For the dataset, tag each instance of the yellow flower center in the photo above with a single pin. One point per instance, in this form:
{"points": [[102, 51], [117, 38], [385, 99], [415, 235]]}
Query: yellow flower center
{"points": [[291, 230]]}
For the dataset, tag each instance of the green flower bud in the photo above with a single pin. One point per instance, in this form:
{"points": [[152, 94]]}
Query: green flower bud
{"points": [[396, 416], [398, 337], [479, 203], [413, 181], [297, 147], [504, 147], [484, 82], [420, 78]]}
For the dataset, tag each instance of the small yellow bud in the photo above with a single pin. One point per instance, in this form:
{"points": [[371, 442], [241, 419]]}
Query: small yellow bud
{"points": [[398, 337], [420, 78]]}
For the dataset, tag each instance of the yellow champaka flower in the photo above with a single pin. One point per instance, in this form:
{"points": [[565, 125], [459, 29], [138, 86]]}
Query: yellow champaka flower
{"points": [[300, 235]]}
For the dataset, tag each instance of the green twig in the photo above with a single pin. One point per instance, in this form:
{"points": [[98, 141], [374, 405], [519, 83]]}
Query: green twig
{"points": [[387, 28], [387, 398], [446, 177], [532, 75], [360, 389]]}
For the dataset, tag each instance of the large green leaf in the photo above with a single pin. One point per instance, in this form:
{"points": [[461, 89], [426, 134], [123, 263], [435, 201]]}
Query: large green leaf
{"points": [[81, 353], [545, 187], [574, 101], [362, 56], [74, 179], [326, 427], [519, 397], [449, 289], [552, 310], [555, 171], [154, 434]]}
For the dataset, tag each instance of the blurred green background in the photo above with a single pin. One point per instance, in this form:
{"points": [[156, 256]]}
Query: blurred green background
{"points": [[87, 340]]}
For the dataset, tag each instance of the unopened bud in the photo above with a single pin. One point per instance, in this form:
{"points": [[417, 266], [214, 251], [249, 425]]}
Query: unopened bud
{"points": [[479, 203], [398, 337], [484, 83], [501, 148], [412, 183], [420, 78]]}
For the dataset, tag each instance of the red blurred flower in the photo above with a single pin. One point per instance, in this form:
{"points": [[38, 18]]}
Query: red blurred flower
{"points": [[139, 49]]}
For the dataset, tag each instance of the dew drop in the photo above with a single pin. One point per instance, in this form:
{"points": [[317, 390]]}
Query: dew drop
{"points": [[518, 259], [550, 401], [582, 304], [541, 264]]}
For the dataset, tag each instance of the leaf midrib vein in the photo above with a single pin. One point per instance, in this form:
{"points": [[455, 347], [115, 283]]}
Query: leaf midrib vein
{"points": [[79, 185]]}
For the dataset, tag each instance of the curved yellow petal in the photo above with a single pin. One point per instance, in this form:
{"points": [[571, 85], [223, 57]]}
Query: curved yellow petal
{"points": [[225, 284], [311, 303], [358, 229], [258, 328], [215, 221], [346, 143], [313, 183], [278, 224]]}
+===+
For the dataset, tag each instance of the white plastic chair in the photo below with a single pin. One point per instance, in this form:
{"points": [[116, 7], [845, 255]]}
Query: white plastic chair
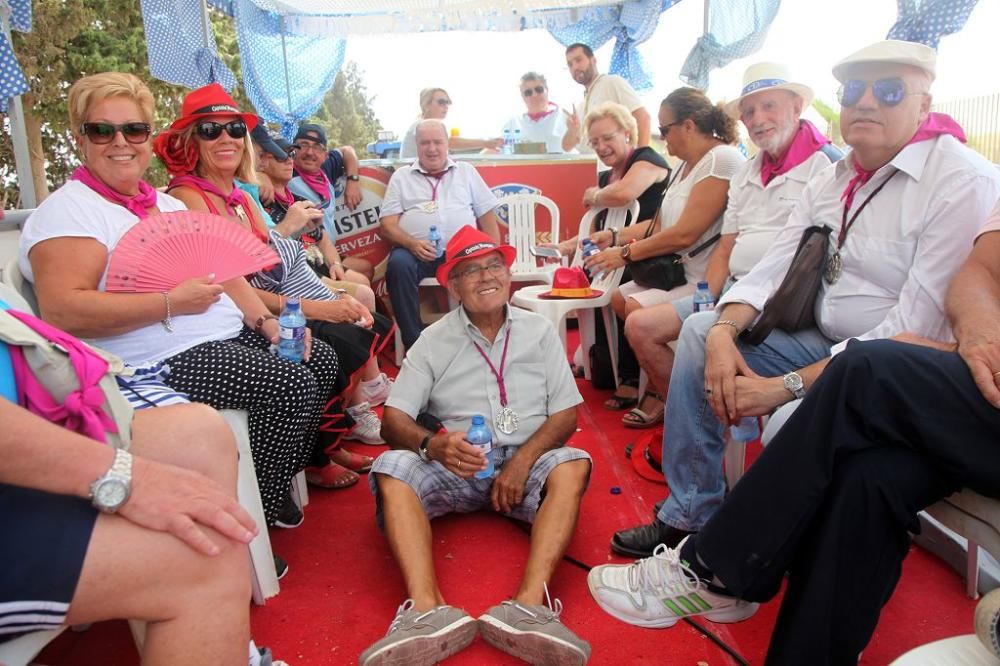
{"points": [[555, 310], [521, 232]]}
+===+
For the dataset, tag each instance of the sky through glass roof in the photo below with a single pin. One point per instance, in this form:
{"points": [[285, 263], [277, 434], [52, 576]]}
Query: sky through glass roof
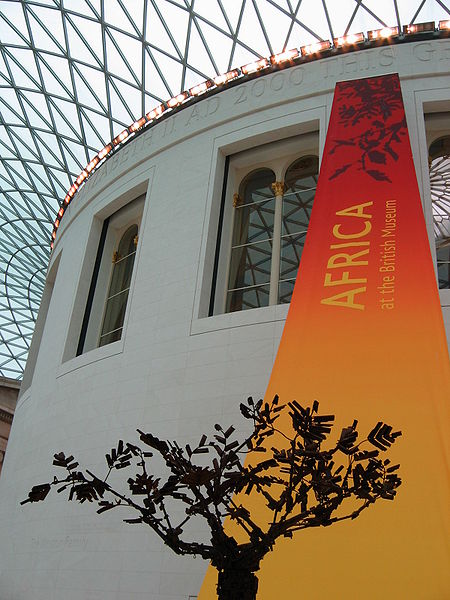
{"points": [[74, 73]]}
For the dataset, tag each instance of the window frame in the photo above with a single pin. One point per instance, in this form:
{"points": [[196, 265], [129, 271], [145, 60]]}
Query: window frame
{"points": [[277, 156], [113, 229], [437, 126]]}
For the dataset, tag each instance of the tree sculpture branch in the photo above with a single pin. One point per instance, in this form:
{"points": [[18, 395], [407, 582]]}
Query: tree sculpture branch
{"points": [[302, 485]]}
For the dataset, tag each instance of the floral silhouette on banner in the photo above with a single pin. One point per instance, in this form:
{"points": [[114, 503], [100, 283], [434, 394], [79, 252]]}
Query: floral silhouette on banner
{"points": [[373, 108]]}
+===+
» **THE PROBLEM**
Count the lines in the records that include the string "champaka", and reply with the number alone.

» **SOLUTION TO THE EXERCISE**
2